▶ **Complete the following**
1) Name every approach to choosing a leader that the leader election notes present under its own heading.
2) Quote the leader election notes word for word from "Leader for Primary" to "leader re-election cleanly.".

▶ **Provided passage**
Leader for Primary

Some notes on leadership election.

In a distributed system, coordinating which process is the primary (or leader) for a given partition (as opposed to a follower) is a classic leader election problem. The best approach depends on your system's requirements (latency, consistency, fault-tolerance, etc.), but here are the most widely used and proven methods:

Use a Consensus Algorithm (e.g., Raft, Paxos, Zab)

Best for: systems requiring strong consistency, such as distributed databases or state machines.

  • Raft is the most popular due to understandability and solid libraries.
  • These protocols elect a leader among a group of replicas managing the same partition.
  • The leader is responsible for processing writes and replicating to followers.
  • Handles failover and leader re-election cleanly.

Examples:

  • Etcd (used by Kubernetes) and Consul use Raft.
  • Zookeeper uses Zab, which is similar to Paxos.

External Coordination Service (e.g., Zookeeper, Etcd, Consul)

Best for: systems that need distributed coordination but don't want to implement consensus themselves.

  • You register ephemeral nodes for candidates.
  • Whoever gets the “lock” or lowest sequence node becomes the leader.
  • Others watch for changes and take over when the leader fails.

Example flow (Zookeeper):

  1. Each node creates an ephemeral sequential znode (e.g., /election/node_).
  2. Node with the lowest number becomes leader.
  3. Others watch the node one ahead of them to detect failure.

Leasing via Distributed Lock (e.g., Dynamo-style)

Best for: systems where eventual consistency is acceptable, and simplicity is valued.

  • A node acquires a lock or lease (via e.g., DynamoDB, Etcd TTL keys).
  • The lease must be periodically renewed.
  • If the lease expires or isn't renewed in time, another node can take over.

Risk: Clock skew and lease expiry can cause split-brain if not carefully handled.

Quorum-based Shard Mapping

Best for: partitioned data systems like Kafka or Cassandra.

  • The system maintains metadata mapping partitions to primary replicas.
  • A controller node (itself elected via Raft/Zookeeper) manages this mapping.
  • Followers consult the controller to find the current leader.

Kafka example:

  • Uses Zookeeper to elect a controller.
  • Controller assigns leaders to partitions.

▶ **Raw data**

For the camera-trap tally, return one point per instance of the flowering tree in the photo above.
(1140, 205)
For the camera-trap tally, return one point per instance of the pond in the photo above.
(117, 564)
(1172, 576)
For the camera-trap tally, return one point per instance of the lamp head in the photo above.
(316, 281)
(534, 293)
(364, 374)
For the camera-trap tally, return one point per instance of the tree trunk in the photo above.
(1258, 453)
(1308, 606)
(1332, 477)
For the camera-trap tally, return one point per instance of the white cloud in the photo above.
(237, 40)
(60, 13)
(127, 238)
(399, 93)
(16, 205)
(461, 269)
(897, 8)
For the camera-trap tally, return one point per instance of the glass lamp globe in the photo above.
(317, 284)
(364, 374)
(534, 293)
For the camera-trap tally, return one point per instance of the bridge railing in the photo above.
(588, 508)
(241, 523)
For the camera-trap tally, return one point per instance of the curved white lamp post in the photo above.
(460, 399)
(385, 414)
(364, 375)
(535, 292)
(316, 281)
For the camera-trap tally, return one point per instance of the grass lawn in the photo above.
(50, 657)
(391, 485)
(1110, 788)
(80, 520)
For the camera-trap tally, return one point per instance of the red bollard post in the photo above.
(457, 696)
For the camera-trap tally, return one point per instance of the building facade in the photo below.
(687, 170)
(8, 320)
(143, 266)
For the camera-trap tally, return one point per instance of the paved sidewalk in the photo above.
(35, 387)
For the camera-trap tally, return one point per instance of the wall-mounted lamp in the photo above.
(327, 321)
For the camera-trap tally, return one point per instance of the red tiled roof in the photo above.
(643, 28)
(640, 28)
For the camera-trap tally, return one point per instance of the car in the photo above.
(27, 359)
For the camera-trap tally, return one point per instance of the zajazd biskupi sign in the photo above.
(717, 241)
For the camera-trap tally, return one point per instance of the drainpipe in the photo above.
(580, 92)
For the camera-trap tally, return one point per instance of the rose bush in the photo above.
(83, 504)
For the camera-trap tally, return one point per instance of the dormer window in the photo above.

▶ **In response**
1)
- Use a Consensus Algorithm (e.g., Raft, Paxos, Zab)
- External Coordination Service (e.g., Zookeeper, Etcd, Consul)
- Leasing via Distributed Lock (e.g., Dynamo-style)
- Quorum-based Shard Mapping

2)
Leader for Primary

Some notes on leadership election.

In a distributed system, coordinating which process is the primary (or leader) for a given partition (as opposed to a follower) is a classic leader election problem. The best approach depends on your system's requirements (latency, consistency, fault-tolerance, etc.), but here are the most widely used and proven methods:

Use a Consensus Algorithm (e.g., Raft, Paxos, Zab)

Best for: systems requiring strong consistency, such as distributed databases or state machines.

  • Raft is the most popular due to understandability and solid libraries.
  • These protocols elect a leader among a group of replicas managing the same partition.
  • The leader is responsible for processing writes and replicating to followers.
  • Handles failover and leader re-election cleanly.